**Stated exercise:**
Retype all of the data exactly as given.

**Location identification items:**
##############################

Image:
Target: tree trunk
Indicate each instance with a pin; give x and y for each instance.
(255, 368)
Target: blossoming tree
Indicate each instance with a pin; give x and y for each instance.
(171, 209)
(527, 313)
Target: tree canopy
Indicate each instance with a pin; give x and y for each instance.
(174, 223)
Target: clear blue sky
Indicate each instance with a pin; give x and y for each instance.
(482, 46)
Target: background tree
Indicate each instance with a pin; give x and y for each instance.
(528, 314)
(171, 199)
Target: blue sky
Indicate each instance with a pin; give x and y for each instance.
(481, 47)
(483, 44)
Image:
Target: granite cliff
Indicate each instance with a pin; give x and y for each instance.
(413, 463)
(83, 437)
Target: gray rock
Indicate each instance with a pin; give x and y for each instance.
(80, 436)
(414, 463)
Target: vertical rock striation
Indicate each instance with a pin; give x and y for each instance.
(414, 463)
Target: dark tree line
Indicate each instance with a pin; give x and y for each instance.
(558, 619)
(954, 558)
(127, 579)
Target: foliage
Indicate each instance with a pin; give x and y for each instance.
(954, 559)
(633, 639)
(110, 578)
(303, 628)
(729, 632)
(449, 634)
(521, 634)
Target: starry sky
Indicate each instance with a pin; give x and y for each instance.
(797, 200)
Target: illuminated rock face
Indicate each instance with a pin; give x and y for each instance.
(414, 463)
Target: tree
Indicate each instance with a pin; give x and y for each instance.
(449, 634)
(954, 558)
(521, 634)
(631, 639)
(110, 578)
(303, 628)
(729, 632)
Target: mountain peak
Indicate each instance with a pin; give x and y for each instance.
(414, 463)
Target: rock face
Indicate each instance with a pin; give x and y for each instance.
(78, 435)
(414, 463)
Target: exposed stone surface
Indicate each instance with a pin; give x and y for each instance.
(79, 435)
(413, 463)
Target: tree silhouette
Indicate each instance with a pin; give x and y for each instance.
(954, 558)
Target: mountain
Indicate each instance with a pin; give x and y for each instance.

##############################

**Solution to this problem:**
Image:
Target: tree trunk
Indicate each instance with a pin; give x and y for each instance.
(255, 368)
Target: blossoming tree
Indicate each instance with a pin; give x and y for each instance.
(171, 209)
(527, 313)
Target: tree canopy
Indicate each instance with a pin; give x and y for each instance.
(174, 223)
Target: clear blue sky
Indicate each instance with a pin; give x and y for each instance.
(482, 46)
Target: background tree
Indicate each instance with a pin; give x and y for each instance.
(528, 314)
(171, 199)
Target: blue sky
Indicate each instance with a pin; give x and y for each instance.
(481, 47)
(483, 44)
Image:
Target: granite cliff
Indicate each instance with a pin; give x and y for each instance.
(413, 463)
(83, 437)
Target: gray rock
Indicate each instance with a pin; give x and y for each instance.
(80, 436)
(414, 463)
Target: vertical rock striation
Indicate each instance with a pin; give x and y for each instance.
(414, 463)
Target: dark tree line
Indicate each instance with a pin; give x and y for each instance.
(558, 619)
(954, 558)
(127, 579)
Target: foliage
Indicate each instance with a pin; give x and y for each instance.
(954, 559)
(633, 639)
(110, 578)
(303, 628)
(729, 632)
(449, 634)
(521, 634)
Target: starry sky
Indicate each instance with a pin; give x and y for each instance.
(797, 200)
Target: illuminated rock face
Indicate each instance with a pin; give x and y for each instance.
(414, 463)
Target: tree
Indicate each instance with a pin; give x and y for each instance.
(449, 634)
(954, 558)
(521, 634)
(631, 639)
(110, 578)
(303, 628)
(729, 632)
Target: mountain peak
Indicate each instance with a pin; give x and y for each instance.
(414, 463)
Target: rock face
Indicate each instance with a pin; give x and y for each instance.
(78, 435)
(414, 463)
Target: exposed stone surface
Indicate each instance with a pin; give x and y for each instance.
(79, 435)
(413, 463)
Target: tree silhouette
Indicate each instance with a pin; give x and y for each instance.
(954, 558)
Target: mountain
Indicate each instance with a pin; give x and y for each instance.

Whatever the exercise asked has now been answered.